**Working data:**
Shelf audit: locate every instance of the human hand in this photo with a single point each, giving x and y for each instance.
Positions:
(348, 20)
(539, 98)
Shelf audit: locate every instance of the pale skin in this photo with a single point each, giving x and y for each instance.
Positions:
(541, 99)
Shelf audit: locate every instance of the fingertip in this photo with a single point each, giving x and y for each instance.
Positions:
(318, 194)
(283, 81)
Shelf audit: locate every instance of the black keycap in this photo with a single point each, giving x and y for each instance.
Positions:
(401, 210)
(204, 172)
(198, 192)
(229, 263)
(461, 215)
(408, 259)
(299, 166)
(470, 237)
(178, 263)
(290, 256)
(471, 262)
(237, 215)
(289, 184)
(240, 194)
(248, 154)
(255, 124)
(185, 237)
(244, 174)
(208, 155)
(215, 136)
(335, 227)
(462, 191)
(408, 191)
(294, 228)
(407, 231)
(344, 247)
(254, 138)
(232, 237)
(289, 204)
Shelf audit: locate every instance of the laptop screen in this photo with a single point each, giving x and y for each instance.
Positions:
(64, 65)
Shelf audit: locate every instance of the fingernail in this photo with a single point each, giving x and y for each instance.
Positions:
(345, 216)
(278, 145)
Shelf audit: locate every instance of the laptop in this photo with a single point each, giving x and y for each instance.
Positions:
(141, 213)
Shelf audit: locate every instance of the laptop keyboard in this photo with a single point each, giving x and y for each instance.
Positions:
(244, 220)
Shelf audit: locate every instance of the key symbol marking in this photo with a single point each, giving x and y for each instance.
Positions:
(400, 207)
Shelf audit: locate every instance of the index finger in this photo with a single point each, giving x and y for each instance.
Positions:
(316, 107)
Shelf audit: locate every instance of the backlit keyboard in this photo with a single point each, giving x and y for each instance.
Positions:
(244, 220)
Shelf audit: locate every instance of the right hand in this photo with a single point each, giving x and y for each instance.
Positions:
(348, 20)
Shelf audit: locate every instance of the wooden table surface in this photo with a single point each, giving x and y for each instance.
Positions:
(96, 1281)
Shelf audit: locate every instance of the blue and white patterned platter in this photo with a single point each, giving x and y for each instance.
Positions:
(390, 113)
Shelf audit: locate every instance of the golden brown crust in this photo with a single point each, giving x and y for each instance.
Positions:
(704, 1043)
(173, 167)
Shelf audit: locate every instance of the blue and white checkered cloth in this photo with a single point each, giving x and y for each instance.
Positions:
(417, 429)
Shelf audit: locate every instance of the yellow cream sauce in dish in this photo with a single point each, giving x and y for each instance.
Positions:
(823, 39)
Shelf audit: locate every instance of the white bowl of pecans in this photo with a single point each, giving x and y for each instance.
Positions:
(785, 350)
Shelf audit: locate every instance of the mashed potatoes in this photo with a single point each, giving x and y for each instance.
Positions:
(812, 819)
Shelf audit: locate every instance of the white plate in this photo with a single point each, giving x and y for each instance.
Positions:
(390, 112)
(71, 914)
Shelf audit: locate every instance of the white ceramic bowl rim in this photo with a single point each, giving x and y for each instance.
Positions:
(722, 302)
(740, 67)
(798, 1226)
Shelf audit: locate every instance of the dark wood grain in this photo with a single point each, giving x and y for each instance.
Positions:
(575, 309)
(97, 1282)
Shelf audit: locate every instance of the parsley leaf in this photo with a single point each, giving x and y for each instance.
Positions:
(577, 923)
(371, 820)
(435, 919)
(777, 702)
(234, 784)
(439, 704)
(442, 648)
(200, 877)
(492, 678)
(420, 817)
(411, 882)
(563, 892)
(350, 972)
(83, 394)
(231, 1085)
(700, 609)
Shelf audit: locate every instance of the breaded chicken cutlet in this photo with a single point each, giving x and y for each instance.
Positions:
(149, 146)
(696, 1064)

**Exercise instructions:**
Repeat all of the entries exactly.

**Output:**
Shelf audit: locate every instance of the human hand in this photo with a single point each, giving x and y for each instance.
Positions:
(348, 20)
(539, 98)
Shelf audit: locate every instance of the pale skin in this photo with a single point each, giving x and y for each instance.
Positions:
(541, 99)
Shelf audit: locate every instance of the fingertip in this photo with a single point each, giving x and y for each instance.
Positions:
(318, 194)
(283, 81)
Shelf audit: locate every instance of the black keycap in this photo with a single point each, giving x and y for each instance.
Positions:
(401, 210)
(204, 172)
(198, 192)
(229, 263)
(461, 215)
(408, 259)
(299, 166)
(470, 237)
(178, 263)
(290, 256)
(471, 262)
(237, 215)
(289, 184)
(240, 194)
(248, 154)
(255, 124)
(185, 237)
(244, 174)
(208, 155)
(215, 136)
(335, 227)
(462, 191)
(408, 191)
(294, 228)
(407, 231)
(344, 247)
(254, 138)
(232, 237)
(289, 204)
Shelf audit: locate every instance of the laptop screen in this photo with a single point each, giving x and y for each instance.
Positions:
(64, 65)
Shelf audit: locate every instance of the fingernail in this photo with a single point each, giving x and y for each instance.
Positions:
(345, 216)
(278, 145)
Shelf audit: locate every instance of the laptop in this photo with a single point each, giving x and y for each instance.
Positions:
(141, 213)
Shelf audit: locate every instance of the laptop keyboard in this photo with a single point each, giving x and y for each instance.
Positions:
(244, 220)
Shelf audit: locate every instance of the key symbol marking in this photo with a single point each, giving x and y for each instance.
Positions:
(400, 207)
Shelf audit: locate every instance of the index finger in this photo with a single point each, giving x and y for each instance.
Positions:
(316, 107)
Shelf audit: locate every instance of the backlit keyboard in this photo with a single point each, giving x and y for each instance.
Positions:
(244, 220)
Shelf audit: locate every instance of the right hand in this photo with a single point each, giving x and y for each instance.
Positions:
(348, 20)
Shelf audit: locate every instance of the wooden table surface in this photo with a single point each, giving x and y for each instance.
Positions:
(96, 1281)
Shelf audit: locate every instance of the blue and white patterned platter in this photo with a single point each, giving x and y for each instance.
Positions:
(390, 113)
Shelf audit: locate every instance of the golden brown crust in this photo with a single point each, giving x and y for each instance.
Positions:
(704, 1043)
(173, 167)
Shelf audit: locate every instance of the blue and white checkered cloth in this photo with a single point each, giving x and y for each instance.
Positions:
(417, 429)
Shelf audit: locate every instance of the yellow cream sauce in dish in this photo with a single point each, giving x and y for each instance.
Positions:
(823, 39)
Shelf audit: locate every instance of the white bowl of pecans in this photo with a single point each, giving x and y for each instance.
Positions:
(785, 350)
Shelf audit: locate every instance of the mashed potatoes in this photo with a single point each, giving x and y for each instance.
Positions:
(812, 819)
Shelf audit: locate every instance of the white plate in this photo with a single point each, giving x and y for each instance.
Positions:
(390, 112)
(71, 914)
Shelf audit: locate every instance of the white ceramic bowl rim in this photo with a single point each, giving x and y for each instance.
Positions:
(722, 302)
(740, 67)
(798, 1226)
Shelf audit: locate every instance of the dark wood grain in this photo with a single point each, giving x and y for each instance.
Positions:
(575, 309)
(97, 1282)
Shelf audit: locate every instance of the parsley leaf in this photo with a single point each, giving x and y for each instance.
Positions:
(577, 923)
(371, 820)
(435, 919)
(777, 702)
(234, 784)
(439, 704)
(442, 648)
(200, 877)
(492, 678)
(420, 817)
(411, 882)
(563, 892)
(350, 972)
(83, 394)
(231, 1085)
(700, 609)
Shelf audit: locate every instance of the breaded chicken cutlet in this photo with a single point each, giving x and y for each instance.
Positions:
(149, 146)
(696, 1064)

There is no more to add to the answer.